- **RECORD EXCERPTS**

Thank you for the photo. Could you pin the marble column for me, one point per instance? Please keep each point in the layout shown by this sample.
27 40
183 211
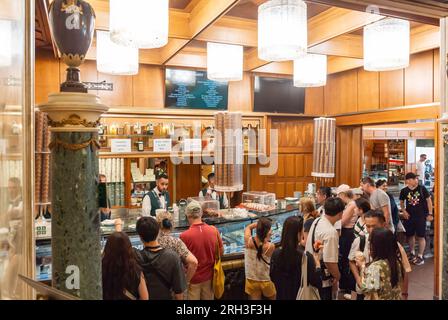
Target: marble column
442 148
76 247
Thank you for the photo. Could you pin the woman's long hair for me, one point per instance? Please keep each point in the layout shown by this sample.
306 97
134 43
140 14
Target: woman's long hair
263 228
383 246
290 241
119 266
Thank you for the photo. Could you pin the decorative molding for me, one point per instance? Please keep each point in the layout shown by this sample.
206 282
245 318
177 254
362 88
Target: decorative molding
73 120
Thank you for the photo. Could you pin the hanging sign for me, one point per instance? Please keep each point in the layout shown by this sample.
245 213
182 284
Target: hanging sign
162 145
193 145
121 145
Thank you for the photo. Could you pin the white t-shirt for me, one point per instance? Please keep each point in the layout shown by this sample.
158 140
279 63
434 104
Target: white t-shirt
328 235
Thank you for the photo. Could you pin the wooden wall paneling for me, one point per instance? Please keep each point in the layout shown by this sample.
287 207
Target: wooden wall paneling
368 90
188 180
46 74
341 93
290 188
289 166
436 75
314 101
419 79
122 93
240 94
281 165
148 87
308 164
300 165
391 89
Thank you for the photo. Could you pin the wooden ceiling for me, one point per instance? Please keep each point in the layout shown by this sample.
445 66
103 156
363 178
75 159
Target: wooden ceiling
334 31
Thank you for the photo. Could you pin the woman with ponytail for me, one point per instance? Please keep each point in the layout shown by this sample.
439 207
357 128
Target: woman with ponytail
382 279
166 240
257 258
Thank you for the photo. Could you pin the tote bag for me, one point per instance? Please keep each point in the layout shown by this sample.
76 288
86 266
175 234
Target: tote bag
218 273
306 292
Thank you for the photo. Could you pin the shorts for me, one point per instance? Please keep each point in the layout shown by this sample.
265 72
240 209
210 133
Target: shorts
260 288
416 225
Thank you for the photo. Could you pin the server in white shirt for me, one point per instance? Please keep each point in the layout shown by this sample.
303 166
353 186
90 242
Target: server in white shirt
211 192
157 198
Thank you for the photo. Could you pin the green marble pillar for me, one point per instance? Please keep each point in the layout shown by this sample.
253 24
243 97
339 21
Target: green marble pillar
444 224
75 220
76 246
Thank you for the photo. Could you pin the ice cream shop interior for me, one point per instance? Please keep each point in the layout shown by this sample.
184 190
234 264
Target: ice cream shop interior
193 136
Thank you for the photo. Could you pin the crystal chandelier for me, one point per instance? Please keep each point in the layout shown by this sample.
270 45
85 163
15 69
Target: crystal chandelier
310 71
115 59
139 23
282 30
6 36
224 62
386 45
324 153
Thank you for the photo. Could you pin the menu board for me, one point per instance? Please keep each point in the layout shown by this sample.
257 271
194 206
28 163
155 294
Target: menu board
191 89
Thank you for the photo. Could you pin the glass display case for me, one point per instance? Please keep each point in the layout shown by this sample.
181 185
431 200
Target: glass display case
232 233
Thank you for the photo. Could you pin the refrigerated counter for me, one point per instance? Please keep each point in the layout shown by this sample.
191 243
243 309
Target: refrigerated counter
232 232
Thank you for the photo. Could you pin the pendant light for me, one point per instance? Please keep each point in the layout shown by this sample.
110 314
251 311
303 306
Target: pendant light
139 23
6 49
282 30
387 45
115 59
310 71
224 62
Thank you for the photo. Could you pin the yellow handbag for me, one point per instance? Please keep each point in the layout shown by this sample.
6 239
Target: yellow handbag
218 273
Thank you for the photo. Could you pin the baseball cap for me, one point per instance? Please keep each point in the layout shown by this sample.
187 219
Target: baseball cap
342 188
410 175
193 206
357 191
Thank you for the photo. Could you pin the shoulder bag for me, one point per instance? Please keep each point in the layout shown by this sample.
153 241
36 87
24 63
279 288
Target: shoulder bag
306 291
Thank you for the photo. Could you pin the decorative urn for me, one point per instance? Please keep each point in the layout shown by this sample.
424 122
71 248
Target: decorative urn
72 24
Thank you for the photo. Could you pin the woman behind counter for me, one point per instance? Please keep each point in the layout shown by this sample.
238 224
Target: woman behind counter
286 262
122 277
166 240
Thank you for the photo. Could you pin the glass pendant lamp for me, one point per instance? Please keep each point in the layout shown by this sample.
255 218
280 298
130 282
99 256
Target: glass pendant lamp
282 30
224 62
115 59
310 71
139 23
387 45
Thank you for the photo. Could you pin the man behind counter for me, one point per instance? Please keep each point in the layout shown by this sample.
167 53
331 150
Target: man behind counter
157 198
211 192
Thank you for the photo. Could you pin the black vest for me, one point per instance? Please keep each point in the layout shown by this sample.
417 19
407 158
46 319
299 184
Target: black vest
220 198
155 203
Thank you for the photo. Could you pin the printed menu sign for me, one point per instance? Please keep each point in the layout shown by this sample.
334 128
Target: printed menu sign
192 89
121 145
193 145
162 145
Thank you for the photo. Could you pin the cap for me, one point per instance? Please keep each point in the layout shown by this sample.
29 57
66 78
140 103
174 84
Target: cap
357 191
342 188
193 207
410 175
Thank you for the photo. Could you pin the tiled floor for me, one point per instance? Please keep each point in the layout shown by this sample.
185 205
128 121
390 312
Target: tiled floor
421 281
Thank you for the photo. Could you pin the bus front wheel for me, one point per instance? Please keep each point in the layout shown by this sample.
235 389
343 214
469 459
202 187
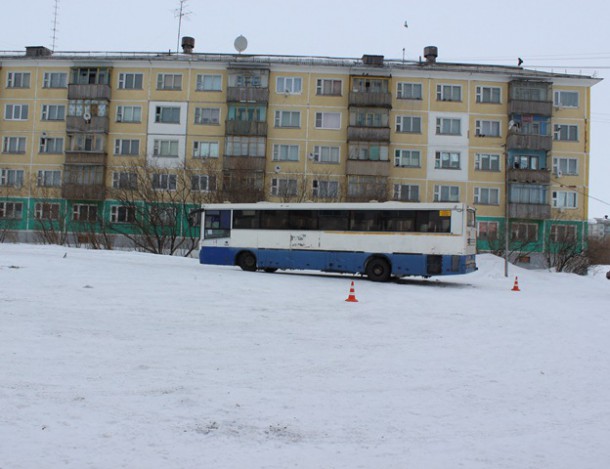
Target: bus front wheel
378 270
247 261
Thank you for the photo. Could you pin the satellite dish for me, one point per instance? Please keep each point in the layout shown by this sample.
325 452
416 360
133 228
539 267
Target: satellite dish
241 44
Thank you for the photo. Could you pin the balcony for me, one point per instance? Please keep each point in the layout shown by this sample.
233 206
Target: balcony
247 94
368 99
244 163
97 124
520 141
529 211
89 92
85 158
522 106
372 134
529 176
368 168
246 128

- **WRITTEN REQUEST**
Turn every line above into a Markdown table with the columns No. and Line, numbering the rows in order and skipping blank lines. Don't include the pictures in your answer.

- **EXPECTED ANSWER**
| No. | Line |
|---|---|
| 1 | Thank you for the photo. Could you pin the marble column for me, one point per instance? Please keep each point in the layout shown by this sample. |
| 2 | 27 40 |
| 3 | 183 211 |
| 4 | Target: marble column |
| 5 | 442 148 |
| 6 | 76 247 |
| 7 | Thank you for the photo. Could you pin the woman's long hair for me, one point per instance? Please keep each point in the layout shown by this sample. |
| 8 | 306 97 |
| 9 | 134 43 |
| 10 | 140 14 |
| 11 | Target: woman's long hair |
| 12 | 263 228 |
| 13 | 383 246 |
| 14 | 290 241 |
| 15 | 119 266 |
| 16 | Thank you for the photo. Could you pin the decorative molding for me, one point per instance? Please keep each point in the layout shown by this sample. |
| 17 | 206 282 |
| 18 | 245 318 |
| 19 | 177 254 |
| 20 | 362 88 |
| 21 | Target: decorative molding |
| 22 | 73 120 |
| 23 | Thank you for the photo. Could you pin the hanging sign for me, one point per instance? Please keep each point in the layout shown by this sample. |
| 24 | 245 213 |
| 25 | 182 284 |
| 26 | Target: hanging sign |
| 27 | 162 145 |
| 28 | 193 145 |
| 29 | 121 145 |
| 30 | Thank you for the photo. Could you pin the white t-shirt for me, one point per instance? Please keep each point in the layout shown by this sample. |
| 31 | 158 140 |
| 32 | 279 63 |
| 33 | 434 104 |
| 34 | Target: white t-shirt |
| 35 | 328 235 |
| 36 | Thank you for the photo. Could you pin the wooden wall paneling for me, one point per instance? Please keep each point in the layout shown by this sample. |
| 37 | 287 207 |
| 38 | Target: wooden wall paneling |
| 39 | 368 90 |
| 40 | 188 180 |
| 41 | 46 74 |
| 42 | 341 93 |
| 43 | 290 188 |
| 44 | 289 166 |
| 45 | 436 75 |
| 46 | 314 101 |
| 47 | 419 79 |
| 48 | 122 93 |
| 49 | 240 94 |
| 50 | 281 165 |
| 51 | 148 87 |
| 52 | 308 164 |
| 53 | 300 165 |
| 54 | 391 89 |
| 55 | Thank you for the photo. Could you pin the wooden ceiling for me, one point per instance? Please keep each point in the layout shown by this sample. |
| 56 | 445 66 |
| 57 | 103 156 |
| 58 | 363 178 |
| 59 | 75 159 |
| 60 | Target: wooden ceiling |
| 61 | 334 31 |
| 62 | Thank you for the photo. Could you pin the woman with ponytail for me, one point per instance? Please keep each point in the layout shown by this sample. |
| 63 | 439 207 |
| 64 | 357 128 |
| 65 | Target: woman with ponytail |
| 66 | 382 279 |
| 67 | 166 240 |
| 68 | 257 258 |
| 69 | Thank you for the photo. Could you pin the tote bag for me, one point per instance? Please keep each point in the layout shown by this sample. |
| 70 | 76 288 |
| 71 | 86 266 |
| 72 | 175 234 |
| 73 | Target: tote bag |
| 74 | 218 273 |
| 75 | 306 292 |
| 76 | Thank you for the photo. Could you pin the shorts for me, one point per instance? Please keep each point in the layout shown by this sample. |
| 77 | 265 72 |
| 78 | 240 209 |
| 79 | 210 133 |
| 80 | Target: shorts |
| 81 | 260 288 |
| 82 | 416 225 |
| 83 | Thank you for the photo. Could you pin the server in white shirt for me, one point per instance? Please keep each point in the layout shown by this sample. |
| 84 | 303 166 |
| 85 | 353 186 |
| 86 | 90 242 |
| 87 | Target: server in white shirt |
| 88 | 211 192 |
| 89 | 157 198 |
| 90 | Thank you for the photo. Could you pin the green marble pillar for me, one point per instance? Please keep each point in the layout shown by this sample. |
| 91 | 253 24 |
| 92 | 243 97 |
| 93 | 339 21 |
| 94 | Target: green marble pillar |
| 95 | 444 224 |
| 96 | 75 220 |
| 97 | 76 246 |
| 98 | Thank you for the photo. Could you pin the ice cream shop interior for me, one point per instance? Please keep each point in the layout shown by this sample. |
| 99 | 184 190 |
| 100 | 234 264 |
| 101 | Target: ice cream shop interior |
| 102 | 193 136 |
| 103 | Thank you for the photo. Could you pin the crystal chandelier for me, one point per instance? Please keep each point in the layout shown by this sample. |
| 104 | 270 45 |
| 105 | 85 163 |
| 106 | 15 69 |
| 107 | Target: crystal chandelier |
| 108 | 310 71 |
| 109 | 115 59 |
| 110 | 139 23 |
| 111 | 282 30 |
| 112 | 6 36 |
| 113 | 224 62 |
| 114 | 386 45 |
| 115 | 324 153 |
| 116 | Thank you for the photo. Could you pin the menu board for me, one point per instance? Please keep each point in the layout shown by this sample. |
| 117 | 257 271 |
| 118 | 194 206 |
| 119 | 28 163 |
| 120 | 155 294 |
| 121 | Target: menu board |
| 122 | 191 89 |
| 123 | Thank you for the photo. Could you pin the glass display case for me, one point per instance? Please keep each point in the layout shown by this sample. |
| 124 | 181 185 |
| 125 | 431 200 |
| 126 | Target: glass display case |
| 127 | 232 233 |
| 128 | Thank you for the photo. Could you pin the refrigerated counter for me, one point per instance? Please keep each point in the layout shown by this sample. |
| 129 | 191 243 |
| 130 | 243 309 |
| 131 | Target: refrigerated counter |
| 132 | 232 232 |
| 133 | Thank you for the photo. Could you pin the pendant light for me, one point per instance? Please keep each point in the layout shown by this sample. |
| 134 | 110 314 |
| 135 | 251 311 |
| 136 | 303 306 |
| 137 | Target: pendant light |
| 138 | 139 23 |
| 139 | 6 49 |
| 140 | 282 30 |
| 141 | 387 45 |
| 142 | 115 59 |
| 143 | 310 71 |
| 144 | 224 62 |
| 145 | Thank you for the photo. Could you pin the yellow handbag for me, one point per instance? Please keep each point in the layout shown by this sample. |
| 146 | 6 239 |
| 147 | Target: yellow handbag |
| 148 | 218 273 |
| 149 | Thank you for the photo. Could you pin the baseball cap for me, one point per instance? Please keep each point in the layout shown by this sample. |
| 150 | 187 219 |
| 151 | Target: baseball cap |
| 152 | 342 188 |
| 153 | 410 175 |
| 154 | 193 206 |
| 155 | 357 191 |
| 156 | Thank you for the photo. Could you pin the shoulder bag for me, one point per instance? Please keep each point in the layout shown by this sample. |
| 157 | 153 241 |
| 158 | 36 87 |
| 159 | 24 63 |
| 160 | 279 288 |
| 161 | Target: shoulder bag |
| 162 | 306 291 |
| 163 | Thank you for the photo. Could you pin the decorative urn for me, one point per instance? Please keep each point in the layout shown by this sample. |
| 164 | 424 122 |
| 165 | 71 248 |
| 166 | Target: decorative urn |
| 167 | 72 24 |
| 168 | Thank you for the photo. Could you pin the woman behind counter for me, one point per instance? Please keep each point in the layout shown by this sample. |
| 169 | 238 224 |
| 170 | Target: woman behind counter |
| 171 | 286 262 |
| 172 | 122 277 |
| 173 | 166 240 |
| 174 | Thank you for the photo. Could you pin the glass pendant lamp for me, one point per instance? Please keep each point in the layout shown by this sample. |
| 175 | 255 218 |
| 176 | 280 298 |
| 177 | 130 282 |
| 178 | 99 256 |
| 179 | Target: glass pendant lamp |
| 180 | 282 30 |
| 181 | 224 62 |
| 182 | 115 59 |
| 183 | 310 71 |
| 184 | 139 23 |
| 185 | 387 45 |
| 186 | Thank you for the photo. Could you pin the man behind counter for me, one point per instance? Please keep each point in the layout shown by this sample. |
| 187 | 167 53 |
| 188 | 331 150 |
| 189 | Target: man behind counter |
| 190 | 157 198 |
| 191 | 211 192 |
| 192 | Thank you for the photo. Could you pin the black vest for me, one point per instance? Please keep each point in the layout shown by this sample. |
| 193 | 417 19 |
| 194 | 407 158 |
| 195 | 46 319 |
| 196 | 299 184 |
| 197 | Target: black vest |
| 198 | 220 198 |
| 199 | 155 203 |
| 200 | Thank you for the photo. Could you pin the printed menu sign for me, one point per instance? Please keep each point in the layout shown by this sample. |
| 201 | 334 128 |
| 202 | Target: printed menu sign |
| 203 | 192 89 |
| 204 | 121 145 |
| 205 | 193 145 |
| 206 | 162 145 |
| 207 | Thank you for the photo. Could you pin the cap for me, one point per instance? Please keep each point in the layout shown by this sample. |
| 208 | 29 57 |
| 209 | 66 78 |
| 210 | 140 103 |
| 211 | 174 84 |
| 212 | Target: cap |
| 213 | 357 191 |
| 214 | 342 188 |
| 215 | 193 207 |
| 216 | 410 175 |
| 217 | Thank you for the photo. Could you pin the tiled floor for me, one point per instance? Please keep each point in the layout shown by this sample. |
| 218 | 185 205 |
| 219 | 128 121 |
| 220 | 390 312 |
| 221 | Target: tiled floor |
| 222 | 421 281 |
| 223 | Thank you for the photo. Could you pin the bus front wheel for me, one point per instance? Please keep each point in the layout shown by this sample. |
| 224 | 235 389 |
| 225 | 343 214 |
| 226 | 469 459 |
| 227 | 202 187 |
| 228 | Target: bus front wheel |
| 229 | 378 270 |
| 230 | 247 261 |
| 231 | Thank you for the photo. Could you pin the satellite dish for me, one point per instance? Please keep each point in the layout shown by this sample. |
| 232 | 325 452 |
| 233 | 416 360 |
| 234 | 133 228 |
| 235 | 539 267 |
| 236 | Target: satellite dish |
| 237 | 241 44 |
| 238 | Thank you for the photo. Could you pin the balcony for me, one point per instance? Please keep each point in the layout shown by this sample. |
| 239 | 233 206 |
| 240 | Target: balcony |
| 241 | 247 94 |
| 242 | 368 99 |
| 243 | 244 163 |
| 244 | 97 124 |
| 245 | 520 141 |
| 246 | 529 211 |
| 247 | 89 92 |
| 248 | 85 158 |
| 249 | 522 106 |
| 250 | 372 134 |
| 251 | 529 176 |
| 252 | 368 168 |
| 253 | 246 128 |